* begin Given text *
Now let’s switch back to the grocery-store points, so we can see how the same parameters behave on real-world geometry:

graph = geo_watts_strogatz_network(gdf, k=6, p=0.3)

_, ax = plt.subplots(1, 2, figsize=(10, 5))
gdf.plot(ax=ax[0], markersize=6, color="#b0b0b0", alpha=0.5)
nx.draw(
    graph,
    pos=nx.get_node_attributes(graph, "pos"),
    node_size=20,
    width=0.5,
    edge_color="#3182bd",
    node_color="#08519c",
    ax=ax[0],
)
cx.add_basemap(ax[0], source=cx.providers.CartoDB.Positron, crs=gdf.crs)
ax[0].set_title("Geospatial Watts-Strogatz Network\n(geoda.groceries)")
ax[0].set_axis_off()
plot_degree_distribution(graph, ax=ax[1])

_images/37d59f623bf9c5ce5eb20011fd1efbbaeb1db9e733b1597b8677e253c0cf0483.svg

As we can see, the average degree centrality is 6, the same as our k parameter.
* end Given text *
What you will do =
A: Answer these from the grocery-store network excerpt, one line each:
(i) What value is passed for p when the network is built?
(ii) What figsize is given for the subplots?
(iii) What average degree centrality does the last sentence report?
B: In the grocery-store network excerpt, list every keyword argument passed to nx.draw.
C: Carry the grocery-store network excerpt on past its final sentence.
* begin Data shown *
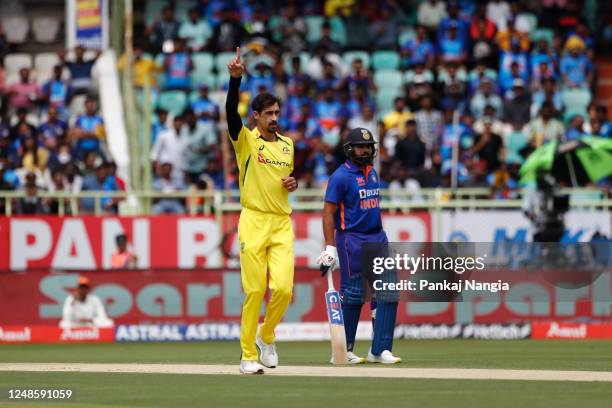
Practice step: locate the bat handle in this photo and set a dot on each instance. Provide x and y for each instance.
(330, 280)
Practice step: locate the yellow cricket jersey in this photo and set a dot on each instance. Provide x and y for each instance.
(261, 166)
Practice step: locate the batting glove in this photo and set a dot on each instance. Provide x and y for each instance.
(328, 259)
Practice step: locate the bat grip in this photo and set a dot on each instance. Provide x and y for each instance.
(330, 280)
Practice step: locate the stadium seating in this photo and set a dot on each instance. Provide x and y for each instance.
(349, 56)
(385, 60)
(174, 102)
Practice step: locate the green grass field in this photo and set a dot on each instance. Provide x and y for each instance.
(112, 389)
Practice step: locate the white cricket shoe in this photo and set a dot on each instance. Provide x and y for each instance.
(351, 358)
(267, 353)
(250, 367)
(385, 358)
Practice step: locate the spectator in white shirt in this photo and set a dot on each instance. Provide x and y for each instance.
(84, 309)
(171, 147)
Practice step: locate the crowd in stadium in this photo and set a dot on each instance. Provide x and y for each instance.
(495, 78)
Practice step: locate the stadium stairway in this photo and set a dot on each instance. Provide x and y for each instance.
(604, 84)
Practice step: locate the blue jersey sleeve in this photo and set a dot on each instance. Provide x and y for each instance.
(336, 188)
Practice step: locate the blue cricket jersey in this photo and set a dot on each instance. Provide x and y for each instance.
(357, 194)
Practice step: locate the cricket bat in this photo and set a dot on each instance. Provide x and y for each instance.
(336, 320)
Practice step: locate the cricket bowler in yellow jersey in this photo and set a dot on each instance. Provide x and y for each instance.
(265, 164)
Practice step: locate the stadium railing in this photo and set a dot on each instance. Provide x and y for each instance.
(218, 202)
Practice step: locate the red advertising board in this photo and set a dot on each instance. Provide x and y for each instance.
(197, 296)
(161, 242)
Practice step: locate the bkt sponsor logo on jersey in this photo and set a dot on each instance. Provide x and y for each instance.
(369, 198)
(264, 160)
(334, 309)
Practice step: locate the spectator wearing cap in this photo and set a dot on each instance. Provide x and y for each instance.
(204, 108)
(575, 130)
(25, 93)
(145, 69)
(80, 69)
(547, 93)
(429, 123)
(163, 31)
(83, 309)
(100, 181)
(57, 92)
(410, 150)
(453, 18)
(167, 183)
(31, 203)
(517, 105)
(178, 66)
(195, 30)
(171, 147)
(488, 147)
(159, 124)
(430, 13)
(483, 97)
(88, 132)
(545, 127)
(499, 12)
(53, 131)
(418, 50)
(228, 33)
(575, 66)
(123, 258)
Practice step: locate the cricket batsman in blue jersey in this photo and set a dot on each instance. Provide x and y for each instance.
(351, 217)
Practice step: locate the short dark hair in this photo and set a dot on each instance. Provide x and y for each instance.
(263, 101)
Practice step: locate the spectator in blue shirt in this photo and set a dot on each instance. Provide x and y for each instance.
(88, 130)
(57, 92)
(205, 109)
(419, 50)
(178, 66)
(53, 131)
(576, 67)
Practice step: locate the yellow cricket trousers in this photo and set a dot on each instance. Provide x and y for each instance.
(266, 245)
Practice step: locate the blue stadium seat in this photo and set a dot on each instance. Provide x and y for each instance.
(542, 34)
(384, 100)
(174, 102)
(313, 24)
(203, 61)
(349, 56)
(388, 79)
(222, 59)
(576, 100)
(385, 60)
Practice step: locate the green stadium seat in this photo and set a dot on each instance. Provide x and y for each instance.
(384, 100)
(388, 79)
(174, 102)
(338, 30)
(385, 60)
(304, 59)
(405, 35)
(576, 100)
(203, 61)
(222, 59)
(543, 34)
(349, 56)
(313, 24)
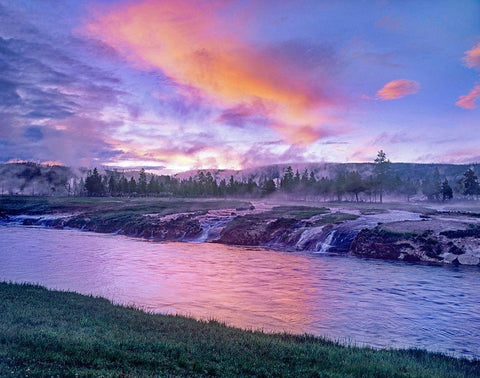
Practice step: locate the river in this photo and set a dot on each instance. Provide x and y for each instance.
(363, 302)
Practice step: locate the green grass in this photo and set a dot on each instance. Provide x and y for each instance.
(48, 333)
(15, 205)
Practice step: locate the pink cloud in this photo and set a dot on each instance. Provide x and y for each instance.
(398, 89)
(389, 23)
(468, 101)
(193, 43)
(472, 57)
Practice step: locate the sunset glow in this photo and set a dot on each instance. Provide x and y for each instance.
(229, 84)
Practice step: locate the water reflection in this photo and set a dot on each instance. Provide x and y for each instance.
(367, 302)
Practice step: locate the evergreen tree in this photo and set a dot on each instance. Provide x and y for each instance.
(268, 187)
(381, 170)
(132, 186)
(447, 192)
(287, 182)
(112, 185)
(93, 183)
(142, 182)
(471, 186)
* end Data shown *
Answers given =
A:
(i) 0.3
(ii) (10, 5)
(iii) 6

B: pos, node_size, width, edge_color, node_color, ax

C:
Instead of setting a global k parameter for the average degree centrality of all nodes, it is possible to specify each node’s expected degree individually. In this case, the k parameter can be set to the column name containing such information.

For instance, you may want to generate a synthetic geospatial network to represent people’s social connections. From certain studies, you find out that people live in certain areas in general have higher degrees than those who live in other areas. Hence, you want to create a synthetic geospatial network that captures this information.

This is illustrated in the following example, where each node has an expected degree value based on its location.

grid_size = 3
expected_degrees = np.array([[4, 4, 4], [4, 6, 4], [4, 6, 10]])

xmin, ymin, xmax, ymax = gdf.total_bounds
x_edges = np.linspace(xmin, xmax, grid_size + 1)
y_edges = np.linspace(ymin, ymax, grid_size + 1)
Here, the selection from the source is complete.